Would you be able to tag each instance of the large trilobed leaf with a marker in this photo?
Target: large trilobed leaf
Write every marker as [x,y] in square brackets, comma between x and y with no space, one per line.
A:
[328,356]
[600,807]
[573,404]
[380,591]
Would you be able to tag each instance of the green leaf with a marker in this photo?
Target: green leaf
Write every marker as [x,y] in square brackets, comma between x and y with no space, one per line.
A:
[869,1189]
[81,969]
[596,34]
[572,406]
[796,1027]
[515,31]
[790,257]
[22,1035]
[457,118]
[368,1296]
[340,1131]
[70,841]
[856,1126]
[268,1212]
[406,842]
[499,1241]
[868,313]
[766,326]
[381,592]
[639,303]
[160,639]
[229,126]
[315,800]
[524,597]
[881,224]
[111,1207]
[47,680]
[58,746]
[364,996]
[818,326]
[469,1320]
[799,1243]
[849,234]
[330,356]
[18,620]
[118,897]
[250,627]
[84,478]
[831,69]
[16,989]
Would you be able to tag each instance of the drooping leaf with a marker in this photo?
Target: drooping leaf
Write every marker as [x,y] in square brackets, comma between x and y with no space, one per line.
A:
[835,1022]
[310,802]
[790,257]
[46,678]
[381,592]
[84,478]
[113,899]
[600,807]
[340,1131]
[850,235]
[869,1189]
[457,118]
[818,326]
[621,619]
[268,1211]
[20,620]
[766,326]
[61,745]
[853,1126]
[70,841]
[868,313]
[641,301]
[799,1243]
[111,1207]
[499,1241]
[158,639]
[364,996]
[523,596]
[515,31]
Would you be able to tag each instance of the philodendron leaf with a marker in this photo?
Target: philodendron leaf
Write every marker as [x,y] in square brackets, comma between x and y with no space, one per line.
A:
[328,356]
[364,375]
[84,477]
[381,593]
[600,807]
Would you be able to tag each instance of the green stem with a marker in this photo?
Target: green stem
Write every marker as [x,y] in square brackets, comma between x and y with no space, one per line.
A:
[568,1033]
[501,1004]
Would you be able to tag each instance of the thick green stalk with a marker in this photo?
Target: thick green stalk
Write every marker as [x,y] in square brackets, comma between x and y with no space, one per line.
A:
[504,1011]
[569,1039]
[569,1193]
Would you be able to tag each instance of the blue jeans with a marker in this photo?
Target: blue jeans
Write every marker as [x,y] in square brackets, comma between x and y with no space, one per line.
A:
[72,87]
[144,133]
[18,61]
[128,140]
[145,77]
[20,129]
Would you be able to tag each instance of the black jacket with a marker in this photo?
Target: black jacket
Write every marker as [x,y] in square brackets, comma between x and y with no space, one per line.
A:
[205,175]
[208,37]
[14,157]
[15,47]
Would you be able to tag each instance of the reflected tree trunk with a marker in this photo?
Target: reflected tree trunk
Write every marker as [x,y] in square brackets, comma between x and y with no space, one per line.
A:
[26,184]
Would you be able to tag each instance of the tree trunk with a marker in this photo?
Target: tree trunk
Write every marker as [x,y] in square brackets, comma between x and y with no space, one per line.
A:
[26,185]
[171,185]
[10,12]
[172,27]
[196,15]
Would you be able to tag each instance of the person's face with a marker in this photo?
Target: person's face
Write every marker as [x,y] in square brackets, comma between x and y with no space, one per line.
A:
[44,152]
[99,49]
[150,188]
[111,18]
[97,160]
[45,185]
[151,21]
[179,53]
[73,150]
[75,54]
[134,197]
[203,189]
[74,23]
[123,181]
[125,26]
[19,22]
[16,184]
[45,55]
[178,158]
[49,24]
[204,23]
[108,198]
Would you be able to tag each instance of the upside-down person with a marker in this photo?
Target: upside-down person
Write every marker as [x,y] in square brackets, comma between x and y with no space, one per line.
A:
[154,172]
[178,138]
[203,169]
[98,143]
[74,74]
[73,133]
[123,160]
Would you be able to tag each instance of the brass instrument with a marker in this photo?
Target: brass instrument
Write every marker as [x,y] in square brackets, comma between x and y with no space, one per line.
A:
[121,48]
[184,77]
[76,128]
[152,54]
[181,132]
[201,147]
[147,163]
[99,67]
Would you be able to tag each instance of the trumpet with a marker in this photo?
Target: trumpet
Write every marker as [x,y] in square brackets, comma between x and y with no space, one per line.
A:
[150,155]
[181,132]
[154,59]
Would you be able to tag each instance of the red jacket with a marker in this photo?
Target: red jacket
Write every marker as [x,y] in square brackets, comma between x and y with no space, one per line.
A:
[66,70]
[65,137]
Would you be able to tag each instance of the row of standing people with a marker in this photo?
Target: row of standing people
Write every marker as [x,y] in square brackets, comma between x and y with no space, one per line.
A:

EXERCISE BRIEF:
Everything in the listing above should be restated exactly.

PROBLEM SOLUTION:
Would you be able to tag each instance of the large trilobed leaf with a marker in this photo?
Target: large trilobed leaf
Write every marker as [x,y] in square brackets, comma between x and y with no space, one per line.
A:
[328,356]
[600,807]
[573,404]
[380,591]
Would you be able to tag each instance of the green leaf with a marker in this photo?
Target: green leaf
Write every marker as [x,y] in square brackets, comma between x and y with no space, one per line.
A:
[869,1189]
[81,969]
[596,34]
[572,406]
[796,1027]
[515,31]
[790,257]
[22,1035]
[457,118]
[368,1296]
[340,1131]
[70,841]
[856,1126]
[268,1212]
[406,842]
[499,1241]
[868,313]
[766,326]
[381,592]
[639,303]
[160,639]
[229,126]
[315,800]
[524,597]
[881,224]
[111,1207]
[47,680]
[58,746]
[364,996]
[818,326]
[469,1320]
[799,1243]
[849,234]
[330,356]
[18,620]
[118,897]
[250,627]
[84,478]
[831,69]
[16,989]
Would you be able to tag each instance of the drooping leaf with a marker in this photo?
Target: drooping leaf
Write every marker as [x,y] in square brackets, comma between x and y with no space, one per line.
A:
[835,1022]
[310,802]
[790,257]
[46,678]
[381,592]
[84,478]
[113,899]
[600,807]
[340,1131]
[850,235]
[869,1189]
[457,118]
[818,326]
[621,619]
[268,1211]
[20,620]
[766,326]
[61,745]
[853,1126]
[70,841]
[868,313]
[641,301]
[799,1243]
[111,1207]
[499,1241]
[158,639]
[364,996]
[523,596]
[515,31]
Would you be able to tag each instance of the philodendron leaf with a marker in this photo?
Target: philodendron leaf
Write every marker as [x,y] in square brackets, comma between x and y with no space, one per line.
A:
[328,356]
[364,375]
[84,477]
[381,593]
[600,807]
Would you be able to tag each instance of the green stem with a marker in this photo?
Target: green stem
Write every marker as [x,y] in square brackets, comma between x and y with no space, one per line.
A:
[568,1033]
[501,1004]
Would you be able to tag each instance of the thick green stalk with a marker in this photo?
Target: thick green stalk
Write every marker as [x,y] in square brackets, comma between x and y with no space, one per line.
A:
[504,1011]
[569,1039]
[569,1193]
Would you be able to tag each instance of the blue jeans with a marker in this photo?
Target: blue jeans
Write every marker as [x,y] in square brackets, comma between x and y with no space, one per line.
A:
[72,87]
[144,133]
[18,61]
[128,140]
[145,77]
[20,129]
Would you be able to tag each instance of the black jacket with a marker in this photo?
Target: black jacket
Write every marker as [x,y] in square brackets, comma between x and y with no space, one per line.
A:
[205,175]
[208,37]
[14,157]
[15,47]
Would you be able to tag each instance of the reflected tree trunk with a marker in this photo?
Target: reflected tree trunk
Write every marker as [x,y] in square brackets, comma between x and y with no space, one per line.
A:
[26,184]
Would you be able to tag each instance of the tree trunk with a marker in this photo?
Target: tree trunk
Write every marker as [x,y] in square brackets, comma between x and y with no space, one per line.
A:
[26,185]
[171,185]
[10,12]
[172,27]
[196,15]
Would you be able to tag each instance of the person's face with a marker in this photo?
Target: person's face
Write every marker as [x,y] in square brackets, comma between x and y with no space, one per line.
A:
[44,152]
[99,49]
[150,188]
[111,18]
[97,160]
[45,185]
[151,21]
[179,53]
[73,150]
[75,54]
[134,197]
[203,189]
[74,23]
[123,181]
[125,26]
[19,22]
[16,184]
[45,55]
[178,158]
[49,24]
[204,23]
[108,198]
Would you be able to tag each instance of the upside-down person with a marker in this photo?
Target: upside-down person
Write every marker as [x,y] in square brackets, comma between x and y with no space, one per line.
A:
[154,172]
[178,138]
[203,169]
[98,143]
[74,74]
[73,133]
[123,160]
Would you be able to tag each instance of the brass instrument with a marker in this photo?
Target: brass instrument
Write every marker as [x,y] in square brackets, comma between x and y with no space, one per line.
A:
[121,48]
[184,77]
[76,128]
[152,54]
[181,132]
[201,147]
[147,163]
[99,67]
Would you be able to tag each instance of the trumpet with a marker in this photo?
Target: trumpet
Write every marker as [x,y] in square brackets, comma between x and y with no space, one per line.
A:
[150,155]
[181,132]
[154,59]
Would you be able to tag each instance of the red jacket with a marker in this photo?
Target: red jacket
Write every marker as [x,y] in square brackets, comma between x and y with no space, one per line.
A:
[66,70]
[65,137]
Would you be able to tag each instance of the row of standing people with a marker in this photo?
Target: row of standing people
Write every marker as [x,y] in square brackets, comma between x and y with no space, one per line.
A:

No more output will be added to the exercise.